◆ Written request ◆
Each record below should be repeated precisely as written.

◆ Data in this exercise ◆
<<<<

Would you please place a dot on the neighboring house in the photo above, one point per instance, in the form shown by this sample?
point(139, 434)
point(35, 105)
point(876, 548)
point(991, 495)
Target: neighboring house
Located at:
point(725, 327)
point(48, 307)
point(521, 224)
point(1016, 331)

>>>>

◆ Answer to this problem ◆
Would you please place a dot on the neighboring house in the photo above, one point per instance, in the form shown by this sample?
point(139, 434)
point(35, 105)
point(876, 548)
point(991, 495)
Target: neighboring house
Located at:
point(725, 327)
point(48, 307)
point(521, 224)
point(1016, 331)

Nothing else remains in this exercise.